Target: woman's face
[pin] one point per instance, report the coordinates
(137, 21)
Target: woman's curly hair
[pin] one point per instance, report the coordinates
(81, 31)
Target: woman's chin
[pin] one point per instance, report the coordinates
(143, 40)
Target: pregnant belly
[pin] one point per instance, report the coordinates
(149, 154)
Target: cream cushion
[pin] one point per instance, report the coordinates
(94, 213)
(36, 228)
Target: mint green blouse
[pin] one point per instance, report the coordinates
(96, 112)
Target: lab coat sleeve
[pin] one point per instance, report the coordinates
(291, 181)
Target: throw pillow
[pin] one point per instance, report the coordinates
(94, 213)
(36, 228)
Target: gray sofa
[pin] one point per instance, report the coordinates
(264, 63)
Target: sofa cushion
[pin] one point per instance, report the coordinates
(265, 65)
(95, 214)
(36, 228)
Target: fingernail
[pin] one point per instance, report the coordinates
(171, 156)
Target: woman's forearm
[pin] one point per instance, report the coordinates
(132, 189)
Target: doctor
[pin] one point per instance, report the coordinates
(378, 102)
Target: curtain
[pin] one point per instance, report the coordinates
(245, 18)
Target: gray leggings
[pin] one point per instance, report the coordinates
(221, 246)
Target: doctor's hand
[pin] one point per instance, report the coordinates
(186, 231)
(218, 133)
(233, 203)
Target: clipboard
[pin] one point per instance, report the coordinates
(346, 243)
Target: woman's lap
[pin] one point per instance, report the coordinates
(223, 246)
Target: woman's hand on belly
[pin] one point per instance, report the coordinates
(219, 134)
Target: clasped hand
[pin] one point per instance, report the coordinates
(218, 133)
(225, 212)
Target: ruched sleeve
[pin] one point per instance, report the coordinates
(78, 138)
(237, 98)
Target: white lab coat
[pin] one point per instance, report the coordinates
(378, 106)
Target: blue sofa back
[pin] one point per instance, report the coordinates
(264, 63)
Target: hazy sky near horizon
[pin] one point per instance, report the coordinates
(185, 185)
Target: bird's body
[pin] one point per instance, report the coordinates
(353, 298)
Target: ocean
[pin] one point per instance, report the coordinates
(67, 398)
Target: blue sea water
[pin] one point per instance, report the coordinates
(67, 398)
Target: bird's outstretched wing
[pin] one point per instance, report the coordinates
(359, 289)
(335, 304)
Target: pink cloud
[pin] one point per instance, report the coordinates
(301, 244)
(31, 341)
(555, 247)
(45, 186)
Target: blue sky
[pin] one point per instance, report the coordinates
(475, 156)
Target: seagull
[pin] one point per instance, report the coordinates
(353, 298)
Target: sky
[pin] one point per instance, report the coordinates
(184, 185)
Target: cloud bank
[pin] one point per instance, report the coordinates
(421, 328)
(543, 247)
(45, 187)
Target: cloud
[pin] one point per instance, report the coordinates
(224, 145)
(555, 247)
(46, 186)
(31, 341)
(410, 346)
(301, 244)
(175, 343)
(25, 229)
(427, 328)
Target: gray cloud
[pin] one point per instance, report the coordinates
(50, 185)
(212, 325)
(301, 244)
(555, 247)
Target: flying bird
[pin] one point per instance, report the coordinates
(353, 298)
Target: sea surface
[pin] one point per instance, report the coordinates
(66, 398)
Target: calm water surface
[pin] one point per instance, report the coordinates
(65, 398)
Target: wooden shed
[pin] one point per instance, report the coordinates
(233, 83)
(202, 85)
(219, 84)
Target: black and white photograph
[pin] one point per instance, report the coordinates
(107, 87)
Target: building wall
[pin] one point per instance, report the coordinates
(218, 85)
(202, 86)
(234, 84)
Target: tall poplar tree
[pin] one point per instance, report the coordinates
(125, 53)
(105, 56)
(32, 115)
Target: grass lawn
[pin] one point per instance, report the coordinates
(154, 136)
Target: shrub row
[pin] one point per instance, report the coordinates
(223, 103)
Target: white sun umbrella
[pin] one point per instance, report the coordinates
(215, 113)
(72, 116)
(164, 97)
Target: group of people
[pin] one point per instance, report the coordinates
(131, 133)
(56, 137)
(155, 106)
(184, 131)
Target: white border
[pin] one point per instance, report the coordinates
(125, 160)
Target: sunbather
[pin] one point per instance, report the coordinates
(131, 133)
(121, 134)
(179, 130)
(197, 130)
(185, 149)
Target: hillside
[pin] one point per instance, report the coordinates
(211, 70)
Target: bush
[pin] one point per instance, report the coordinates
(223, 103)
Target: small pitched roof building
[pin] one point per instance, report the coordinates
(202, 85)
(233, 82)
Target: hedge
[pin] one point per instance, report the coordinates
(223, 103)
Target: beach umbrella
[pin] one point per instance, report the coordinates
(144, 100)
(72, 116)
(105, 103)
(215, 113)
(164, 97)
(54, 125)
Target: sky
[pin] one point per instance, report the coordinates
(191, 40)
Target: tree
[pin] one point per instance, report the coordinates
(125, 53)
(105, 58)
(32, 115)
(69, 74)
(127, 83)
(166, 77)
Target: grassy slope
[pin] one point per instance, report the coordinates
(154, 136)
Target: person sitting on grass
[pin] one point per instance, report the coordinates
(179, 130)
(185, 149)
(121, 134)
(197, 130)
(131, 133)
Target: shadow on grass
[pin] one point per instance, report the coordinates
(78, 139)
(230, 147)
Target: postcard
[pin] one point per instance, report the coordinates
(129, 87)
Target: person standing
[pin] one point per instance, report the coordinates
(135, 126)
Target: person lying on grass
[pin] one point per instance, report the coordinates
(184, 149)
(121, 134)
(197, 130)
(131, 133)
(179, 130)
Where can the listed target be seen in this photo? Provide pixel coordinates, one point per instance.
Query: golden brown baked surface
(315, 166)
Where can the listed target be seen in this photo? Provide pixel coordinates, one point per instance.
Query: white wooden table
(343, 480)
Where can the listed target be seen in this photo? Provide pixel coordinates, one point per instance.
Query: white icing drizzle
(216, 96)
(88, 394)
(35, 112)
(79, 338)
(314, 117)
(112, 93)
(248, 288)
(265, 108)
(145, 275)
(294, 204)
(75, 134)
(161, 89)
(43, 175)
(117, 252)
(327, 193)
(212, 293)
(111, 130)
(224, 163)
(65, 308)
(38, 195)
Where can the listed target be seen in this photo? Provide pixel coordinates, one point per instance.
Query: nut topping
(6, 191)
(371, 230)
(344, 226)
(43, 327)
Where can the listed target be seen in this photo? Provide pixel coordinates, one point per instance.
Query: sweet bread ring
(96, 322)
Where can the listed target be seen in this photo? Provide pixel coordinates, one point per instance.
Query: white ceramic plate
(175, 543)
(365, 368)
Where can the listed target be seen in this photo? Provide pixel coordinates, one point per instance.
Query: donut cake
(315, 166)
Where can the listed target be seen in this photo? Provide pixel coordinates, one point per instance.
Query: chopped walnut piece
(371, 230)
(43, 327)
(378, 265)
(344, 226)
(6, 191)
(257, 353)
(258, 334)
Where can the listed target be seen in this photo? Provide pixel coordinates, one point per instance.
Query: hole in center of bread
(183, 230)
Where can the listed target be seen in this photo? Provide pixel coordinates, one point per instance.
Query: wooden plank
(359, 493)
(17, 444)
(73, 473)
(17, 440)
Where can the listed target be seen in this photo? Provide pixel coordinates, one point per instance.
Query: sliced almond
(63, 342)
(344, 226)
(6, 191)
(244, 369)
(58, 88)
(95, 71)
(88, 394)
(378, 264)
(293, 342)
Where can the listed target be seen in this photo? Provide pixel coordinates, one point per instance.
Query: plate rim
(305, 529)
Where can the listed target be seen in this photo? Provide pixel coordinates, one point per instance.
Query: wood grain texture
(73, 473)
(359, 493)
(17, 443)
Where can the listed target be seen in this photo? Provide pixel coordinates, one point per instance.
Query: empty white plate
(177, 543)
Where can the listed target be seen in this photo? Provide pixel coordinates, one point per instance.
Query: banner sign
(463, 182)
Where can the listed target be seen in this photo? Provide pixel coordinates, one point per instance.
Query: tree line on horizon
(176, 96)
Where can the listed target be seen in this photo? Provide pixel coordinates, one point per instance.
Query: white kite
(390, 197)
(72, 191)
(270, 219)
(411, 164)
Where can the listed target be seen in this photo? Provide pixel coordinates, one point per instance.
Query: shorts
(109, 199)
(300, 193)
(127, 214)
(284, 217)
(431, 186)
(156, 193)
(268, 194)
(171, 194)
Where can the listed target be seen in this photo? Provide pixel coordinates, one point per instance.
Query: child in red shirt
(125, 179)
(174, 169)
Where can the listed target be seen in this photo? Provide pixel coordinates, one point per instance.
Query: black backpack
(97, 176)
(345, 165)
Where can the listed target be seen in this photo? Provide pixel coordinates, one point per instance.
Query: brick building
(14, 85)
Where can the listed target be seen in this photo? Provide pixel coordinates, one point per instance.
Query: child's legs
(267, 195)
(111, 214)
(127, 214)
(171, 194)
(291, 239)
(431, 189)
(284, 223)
• • •
## TASK STATEMENT
Each line from the top of the data, up to and including the line that contains "Target: blue sea water", should be set down exactly.

## SOLUTION
Target: woman's face
[pin] one point per instance, report the coordinates
(137, 21)
Target: woman's curly hair
[pin] one point per instance, report the coordinates
(81, 31)
Target: woman's chin
[pin] one point per instance, report the coordinates
(143, 40)
Target: pregnant belly
[pin] one point per instance, report the coordinates
(149, 154)
Target: cream cushion
[pin] one point per instance, report the coordinates
(94, 213)
(36, 228)
Target: mint green blouse
[pin] one point per instance, report the coordinates
(96, 112)
Target: lab coat sleeve
[pin] one point per instance, report the coordinates
(291, 181)
Target: throw pillow
[pin] one point per instance, report the coordinates
(94, 213)
(36, 228)
Target: gray sofa
[pin] one point per instance, report the coordinates
(264, 63)
Target: sofa cushion
[pin] one point per instance, report the coordinates
(265, 65)
(95, 214)
(36, 228)
Target: fingernail
[pin] one point per instance, report the coordinates
(171, 156)
Target: woman's forearm
[pin] one point per instance, report the coordinates
(132, 189)
Target: doctor
[pin] one point per instance, report the coordinates
(378, 102)
Target: curtain
[pin] one point per instance, report the coordinates
(245, 18)
Target: gray leggings
[pin] one point per instance, report the coordinates
(221, 246)
Target: doctor's hand
[pin] one point per instance, report the coordinates
(186, 231)
(218, 133)
(233, 203)
Target: clipboard
[pin] one point per instance, report the coordinates
(346, 243)
Target: woman's lap
[pin] one point per instance, report the coordinates
(223, 246)
Target: woman's hand on belly
[pin] one point per instance, report the coordinates
(219, 134)
Target: clasped hand
[pin] one point per instance, report the coordinates
(218, 133)
(225, 212)
Target: ruched sleeve
[pin] one point per instance, report the coordinates
(78, 138)
(237, 98)
Target: white lab coat
[pin] one point per instance, report the coordinates
(378, 106)
Target: blue sofa back
[pin] one point per instance, report the coordinates
(264, 63)
Target: hazy sky near horizon
[pin] one point per instance, report the coordinates
(185, 185)
Target: bird's body
[pin] one point per instance, report the coordinates
(353, 298)
Target: ocean
[pin] one point per instance, report the coordinates
(67, 398)
Target: blue sea water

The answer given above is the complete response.